[SELECTED PASSAGE]
+ + + + +
The University Librarian at UC San Diego was well-known to the library administration at the University of Hawaii at Manoa. He offered assistance right away. During the first week, the library staff salvaged as much as they could of the collection. I went over to help out 15 days after the flooding occurred. Observing the disaster first hand provided me with on-the-ground experience in a disaster situation. But, before that point, they weren’t ready to deal with the myriad of insurance, psychological, and preservation issues; they needed time to get back on their feet.

Initially, I was there for four days and then went back two months later. I was sent back to help the University Librarian. It was a complicated situation since there were problems to deal with on both the campus level and the library level. To some extent, the library had been overlooked. I went back to UHM two and a half years later to take part in follow-up assessments of the recovery and evaluation of affected materials. A big plus was that the Preservation Librarian used the UHM experiences as a learning experience to be shared with the rest of the preservation community – through articles, symposia, and other collaborative efforts.
+ + + + +
[DATA PROVIDED]

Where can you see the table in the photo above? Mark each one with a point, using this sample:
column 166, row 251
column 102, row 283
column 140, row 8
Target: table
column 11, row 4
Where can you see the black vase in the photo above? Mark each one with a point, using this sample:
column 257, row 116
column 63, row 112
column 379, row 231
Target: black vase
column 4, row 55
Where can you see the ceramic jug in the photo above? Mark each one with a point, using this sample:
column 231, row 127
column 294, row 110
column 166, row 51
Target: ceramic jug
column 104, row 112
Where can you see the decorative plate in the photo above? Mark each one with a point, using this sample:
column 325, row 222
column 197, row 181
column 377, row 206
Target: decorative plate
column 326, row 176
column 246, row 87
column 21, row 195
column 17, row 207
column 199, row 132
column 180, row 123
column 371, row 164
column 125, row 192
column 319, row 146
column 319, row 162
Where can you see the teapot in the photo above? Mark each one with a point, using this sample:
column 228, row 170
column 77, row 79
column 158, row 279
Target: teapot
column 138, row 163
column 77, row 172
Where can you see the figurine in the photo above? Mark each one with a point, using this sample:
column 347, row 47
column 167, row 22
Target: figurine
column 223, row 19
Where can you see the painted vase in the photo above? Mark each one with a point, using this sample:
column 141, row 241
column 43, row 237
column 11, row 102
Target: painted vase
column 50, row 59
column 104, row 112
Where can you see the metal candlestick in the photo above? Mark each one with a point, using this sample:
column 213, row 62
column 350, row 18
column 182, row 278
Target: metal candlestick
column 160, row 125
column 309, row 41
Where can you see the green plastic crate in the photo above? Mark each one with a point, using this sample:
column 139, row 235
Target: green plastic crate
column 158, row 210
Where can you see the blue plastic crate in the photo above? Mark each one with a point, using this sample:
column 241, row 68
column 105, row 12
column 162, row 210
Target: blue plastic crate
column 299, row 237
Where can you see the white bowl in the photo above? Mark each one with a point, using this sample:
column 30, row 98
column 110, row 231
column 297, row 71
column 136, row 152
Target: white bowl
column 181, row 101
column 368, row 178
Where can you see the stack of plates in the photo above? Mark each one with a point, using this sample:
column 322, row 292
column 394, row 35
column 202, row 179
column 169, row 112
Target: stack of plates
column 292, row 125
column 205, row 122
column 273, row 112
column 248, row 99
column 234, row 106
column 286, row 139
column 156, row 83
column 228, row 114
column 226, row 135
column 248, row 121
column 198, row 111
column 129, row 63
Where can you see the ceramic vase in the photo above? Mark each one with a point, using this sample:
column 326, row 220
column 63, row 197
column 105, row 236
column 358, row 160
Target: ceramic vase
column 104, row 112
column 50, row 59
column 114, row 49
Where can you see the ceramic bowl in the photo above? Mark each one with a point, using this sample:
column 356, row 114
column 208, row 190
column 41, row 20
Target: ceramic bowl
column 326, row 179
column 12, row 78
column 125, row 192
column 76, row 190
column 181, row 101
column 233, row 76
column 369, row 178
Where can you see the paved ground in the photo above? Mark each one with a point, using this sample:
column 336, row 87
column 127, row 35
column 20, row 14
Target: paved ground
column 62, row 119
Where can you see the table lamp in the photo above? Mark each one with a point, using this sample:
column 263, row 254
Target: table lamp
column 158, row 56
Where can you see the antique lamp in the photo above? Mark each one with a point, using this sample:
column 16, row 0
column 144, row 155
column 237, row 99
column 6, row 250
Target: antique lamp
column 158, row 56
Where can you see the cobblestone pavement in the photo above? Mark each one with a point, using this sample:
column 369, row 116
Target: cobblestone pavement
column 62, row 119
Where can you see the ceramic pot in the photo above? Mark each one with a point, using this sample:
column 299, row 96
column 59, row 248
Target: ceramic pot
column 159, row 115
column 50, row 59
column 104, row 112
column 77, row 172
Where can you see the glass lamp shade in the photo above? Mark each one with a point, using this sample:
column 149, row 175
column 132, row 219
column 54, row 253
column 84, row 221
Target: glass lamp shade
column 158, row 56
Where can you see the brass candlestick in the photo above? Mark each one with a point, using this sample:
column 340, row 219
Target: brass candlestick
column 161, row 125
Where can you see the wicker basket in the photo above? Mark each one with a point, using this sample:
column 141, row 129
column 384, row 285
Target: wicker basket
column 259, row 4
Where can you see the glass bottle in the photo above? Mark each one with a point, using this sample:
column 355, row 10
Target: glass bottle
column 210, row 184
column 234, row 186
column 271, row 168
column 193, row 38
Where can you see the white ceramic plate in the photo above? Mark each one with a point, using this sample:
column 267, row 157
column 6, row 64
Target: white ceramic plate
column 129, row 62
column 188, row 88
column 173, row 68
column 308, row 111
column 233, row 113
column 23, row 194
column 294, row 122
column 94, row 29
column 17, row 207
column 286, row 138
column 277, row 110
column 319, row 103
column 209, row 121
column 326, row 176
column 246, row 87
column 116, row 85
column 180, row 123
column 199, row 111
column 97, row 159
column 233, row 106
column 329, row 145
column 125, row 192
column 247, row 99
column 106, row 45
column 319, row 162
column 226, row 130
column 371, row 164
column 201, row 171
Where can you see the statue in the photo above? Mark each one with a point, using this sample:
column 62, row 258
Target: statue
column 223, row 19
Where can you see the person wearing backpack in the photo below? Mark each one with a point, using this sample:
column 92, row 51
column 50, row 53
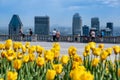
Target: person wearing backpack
column 30, row 34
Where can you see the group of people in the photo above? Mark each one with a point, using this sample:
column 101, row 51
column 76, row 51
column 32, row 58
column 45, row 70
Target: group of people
column 56, row 35
column 23, row 35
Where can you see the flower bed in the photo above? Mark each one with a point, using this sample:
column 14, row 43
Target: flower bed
column 32, row 62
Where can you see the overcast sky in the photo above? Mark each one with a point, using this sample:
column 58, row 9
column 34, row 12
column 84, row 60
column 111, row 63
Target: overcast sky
column 60, row 11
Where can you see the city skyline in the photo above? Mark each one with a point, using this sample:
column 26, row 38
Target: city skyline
column 60, row 11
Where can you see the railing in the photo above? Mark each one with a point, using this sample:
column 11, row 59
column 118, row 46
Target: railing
column 62, row 38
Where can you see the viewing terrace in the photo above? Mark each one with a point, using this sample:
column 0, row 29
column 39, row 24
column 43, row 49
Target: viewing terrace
column 48, row 38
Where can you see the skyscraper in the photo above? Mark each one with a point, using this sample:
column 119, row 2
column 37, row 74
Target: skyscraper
column 85, row 30
column 76, row 24
column 42, row 25
column 95, row 24
column 110, row 26
column 15, row 25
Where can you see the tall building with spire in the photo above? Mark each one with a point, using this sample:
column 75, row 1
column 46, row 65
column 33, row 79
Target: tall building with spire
column 76, row 24
column 15, row 25
column 95, row 24
column 42, row 25
column 110, row 26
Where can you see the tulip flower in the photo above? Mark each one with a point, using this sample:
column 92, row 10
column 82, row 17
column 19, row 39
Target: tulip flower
column 40, row 61
column 58, row 68
column 17, row 64
column 50, row 75
column 12, row 75
column 65, row 59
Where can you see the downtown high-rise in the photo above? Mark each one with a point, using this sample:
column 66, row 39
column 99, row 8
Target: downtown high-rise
column 15, row 25
column 41, row 25
column 95, row 25
column 76, row 24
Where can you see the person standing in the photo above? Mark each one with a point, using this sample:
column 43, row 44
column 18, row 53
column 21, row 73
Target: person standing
column 30, row 34
column 57, row 35
column 21, row 34
column 54, row 35
column 92, row 33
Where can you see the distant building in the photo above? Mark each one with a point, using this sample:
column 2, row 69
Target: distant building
column 15, row 25
column 95, row 23
column 110, row 26
column 106, row 31
column 85, row 30
column 42, row 25
column 76, row 24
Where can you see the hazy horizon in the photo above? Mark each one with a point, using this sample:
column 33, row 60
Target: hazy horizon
column 60, row 11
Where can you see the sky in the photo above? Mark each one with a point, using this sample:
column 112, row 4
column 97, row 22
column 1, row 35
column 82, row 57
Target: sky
column 60, row 11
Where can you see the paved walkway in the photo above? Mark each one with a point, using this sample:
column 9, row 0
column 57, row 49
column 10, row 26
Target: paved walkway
column 66, row 45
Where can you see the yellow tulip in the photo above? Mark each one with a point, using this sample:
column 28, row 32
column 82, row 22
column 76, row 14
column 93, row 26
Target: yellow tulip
column 72, row 51
column 17, row 64
column 119, row 72
column 81, row 68
column 19, row 55
column 15, row 46
column 24, row 49
column 86, row 54
column 2, row 46
column 104, row 55
column 19, row 45
column 27, row 44
column 64, row 59
column 25, row 58
column 56, row 54
column 10, row 55
column 31, row 57
column 87, row 48
column 50, row 75
column 96, row 51
column 109, row 50
column 116, row 49
column 3, row 54
column 39, row 50
column 12, row 75
column 78, row 59
column 86, row 76
column 75, row 74
column 56, row 46
column 49, row 55
column 8, row 44
column 1, row 79
column 75, row 65
column 40, row 61
column 95, row 62
column 92, row 45
column 101, row 46
column 58, row 68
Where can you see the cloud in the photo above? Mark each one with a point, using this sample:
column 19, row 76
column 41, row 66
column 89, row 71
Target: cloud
column 76, row 7
column 111, row 3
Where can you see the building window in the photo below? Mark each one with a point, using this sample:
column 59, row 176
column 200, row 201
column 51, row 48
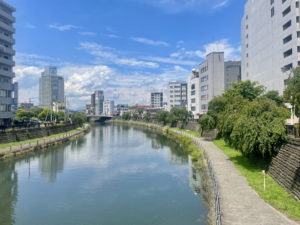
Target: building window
column 3, row 108
column 285, row 12
column 203, row 79
column 204, row 88
column 3, row 93
column 287, row 67
column 288, row 53
column 204, row 97
column 287, row 39
column 287, row 25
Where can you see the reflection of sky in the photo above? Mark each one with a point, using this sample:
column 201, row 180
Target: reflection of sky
column 110, row 176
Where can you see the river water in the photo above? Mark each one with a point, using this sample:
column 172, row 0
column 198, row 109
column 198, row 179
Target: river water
column 116, row 174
+ + + + +
[PROBLEM 1]
Decide whether each statement agrees with the account of the library flood at the University of Hawaii at Manoa, answering yes or no and quoting the deciding words of that account.
(a) The writer went over to help 15 days after the flooding.
(b) The writer's first stay lasted two weeks.
(c) The writer returned to UHM two and a half years later for follow-up assessments.
[PROBLEM 2] Go on with the account of the library flood at the University of Hawaii at Manoa, starting after its final sentence.

[ANSWER SPACE 1]
(a) Yes: "I went over to help out 15 days after the flooding occurred."
(b) No: "Initially, I was there for four days and then went back two months later."
(c) Yes: "I went back to UHM two and a half years later to take part in follow-up assessments of the recovery and evaluation of affected materials."

[ANSWER SPACE 2]
The expectation at first was that I would help to deal with the insurance issues. Priority materials had been put in freezers; luckily the library had established priorities ahead of time. They were only able to salvage about 15% of the first floor collections. Maps and photographs and some book collections were saved. They focused their attention on preserving priority materials important to the campus and Pacific region.

Cargo container freezer storage was acquired from Matson (shipping company) as soon as possible, in accordance with the library disaster plan. There were five large freezers parked around the library for several weeks. Then Matson wanted their containers back. The university kept one cargo freezer with materials that they were going to preserve in their own conservation lab. Many other objects had to be moved to cold storage, and I helped them evaluate and transfer the materials. The disaster recovery company BELFOR, headquartered in Ft. Worth, TX was hired to handle the recovery of the priority materials including setting protocols for treatment, shipping from Hawaii to Texas, vacuum freeze drying and cleaning the maps, photographs and books, as well as shipping them back to Hawaii.

(3.) How has the library (or the services provided) changed as a result of these events?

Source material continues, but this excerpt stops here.